[Start Supplied data]
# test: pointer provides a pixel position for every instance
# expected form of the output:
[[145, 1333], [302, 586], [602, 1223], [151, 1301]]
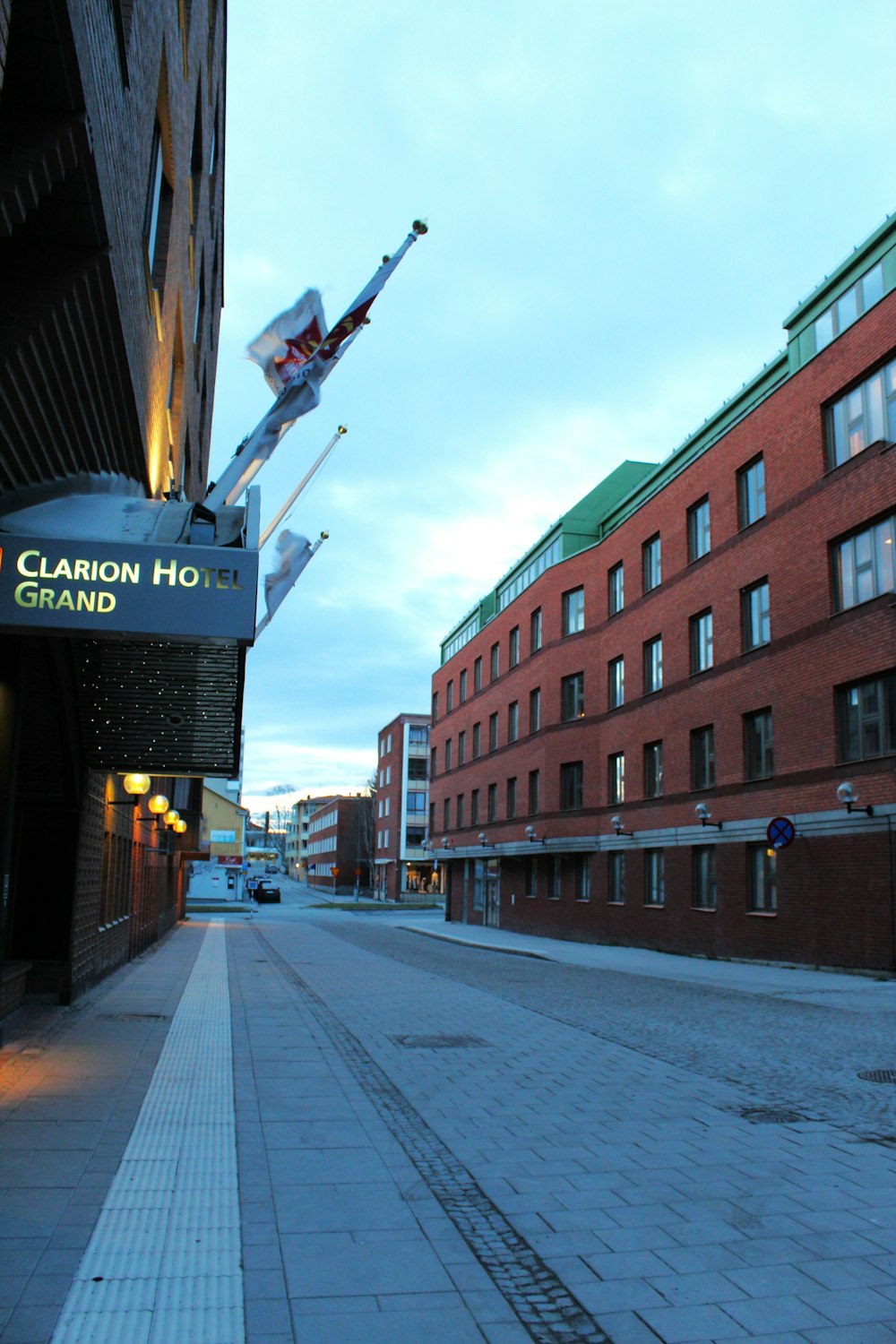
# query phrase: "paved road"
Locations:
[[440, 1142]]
[End Supplied data]
[Start Supplied data]
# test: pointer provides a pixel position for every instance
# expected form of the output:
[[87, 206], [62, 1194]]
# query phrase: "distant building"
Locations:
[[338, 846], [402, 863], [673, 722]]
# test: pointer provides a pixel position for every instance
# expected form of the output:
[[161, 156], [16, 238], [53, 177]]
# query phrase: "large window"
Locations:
[End Supplied data]
[Start Supplied data]
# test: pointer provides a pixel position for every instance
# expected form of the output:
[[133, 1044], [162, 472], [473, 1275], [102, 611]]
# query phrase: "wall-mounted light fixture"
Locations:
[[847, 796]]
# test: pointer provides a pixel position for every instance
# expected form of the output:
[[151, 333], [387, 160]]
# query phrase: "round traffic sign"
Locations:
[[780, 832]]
[End Supplied data]
> _Work required_
Report every line in the records above that contains the word "query", copying each such line in full.

> _Answer to this problem_
# query phrase: "paved road"
# query phrase: "distant building"
# query phrase: "large window"
# query phrase: "wall-mounted light fixture"
# query phrase: "round traffic sign"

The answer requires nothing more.